**Recorded data**
◆ ◆ ◆ ◆ ◆ ◆ ◆
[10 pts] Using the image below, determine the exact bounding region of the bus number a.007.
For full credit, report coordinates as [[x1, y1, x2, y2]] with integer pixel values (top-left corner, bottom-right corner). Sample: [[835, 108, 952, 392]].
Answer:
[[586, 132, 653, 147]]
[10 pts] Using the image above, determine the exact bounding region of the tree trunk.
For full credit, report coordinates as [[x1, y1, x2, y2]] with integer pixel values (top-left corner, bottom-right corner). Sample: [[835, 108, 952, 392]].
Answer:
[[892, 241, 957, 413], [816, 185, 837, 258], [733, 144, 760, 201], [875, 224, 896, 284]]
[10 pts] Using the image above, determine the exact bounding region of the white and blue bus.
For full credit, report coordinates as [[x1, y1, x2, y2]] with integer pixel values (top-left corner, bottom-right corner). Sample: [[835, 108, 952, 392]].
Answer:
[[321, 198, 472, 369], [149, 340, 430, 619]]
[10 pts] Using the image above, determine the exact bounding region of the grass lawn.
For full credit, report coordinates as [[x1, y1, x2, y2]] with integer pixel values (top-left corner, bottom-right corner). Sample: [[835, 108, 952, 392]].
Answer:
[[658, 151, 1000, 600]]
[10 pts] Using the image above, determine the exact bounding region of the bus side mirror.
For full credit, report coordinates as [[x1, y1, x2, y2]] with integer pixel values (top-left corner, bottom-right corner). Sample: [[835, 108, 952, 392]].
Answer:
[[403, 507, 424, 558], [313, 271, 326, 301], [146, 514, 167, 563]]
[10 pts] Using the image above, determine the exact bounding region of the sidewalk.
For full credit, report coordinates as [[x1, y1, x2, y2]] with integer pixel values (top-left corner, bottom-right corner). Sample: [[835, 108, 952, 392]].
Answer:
◆ ◆ ◆ ◆ ◆ ◆ ◆
**Exercise aim**
Please quote the lines above word for word, from first to last.

**Solution**
[10 pts] Using the image below, determine the exact bounding region of the bus number a.007.
For full credit, report coordinates as [[x1, y1, x2, y2]] with integer pixel values (top-left corner, bottom-right corner). Sample: [[835, 108, 952, 392]].
Answer:
[[586, 132, 653, 147]]
[10 pts] Using the image above, determine the exact bounding region of the tree trunk.
For full credit, report coordinates as [[x1, y1, x2, y2]] with integer pixel values (top-left corner, bottom-right corner). Sample: [[835, 108, 952, 392]].
Answer:
[[892, 241, 957, 413], [816, 185, 837, 258], [733, 144, 760, 201], [875, 224, 896, 284]]
[10 pts] Using the image above, determine the exact bounding region of the white and blue bus.
For full credit, report coordinates as [[x1, y1, x2, y2]] with integer pixel values (top-left corner, bottom-right corner). Sample: [[835, 108, 952, 392]].
Answer:
[[321, 198, 472, 369], [149, 340, 430, 619]]
[10 pts] Using the image above, determine the exact bounding region of the grass lawn.
For full credit, report coordinates as [[x1, y1, x2, y2]] with integer pixel values (top-left corner, bottom-right corner). Sample: [[835, 108, 952, 392]].
Answer:
[[658, 151, 1000, 600]]
[10 pts] Using the image above, determine the exact bounding region of the bus side mirror.
For full credit, report coordinates as [[x1, y1, x2, y2]] with integer pixel values (top-left corner, bottom-right corner). Sample: [[835, 108, 952, 392]].
Answer:
[[403, 507, 424, 558], [313, 271, 326, 301], [146, 514, 167, 563]]
[10 pts] Using the image above, determine the exact bounding region of the sidewalk.
For full credit, report coordinates as [[x1, y1, x2, y2]] with integer pixel values (top-left corner, bottom-right corner). Sample: [[835, 108, 952, 392]].
Answer:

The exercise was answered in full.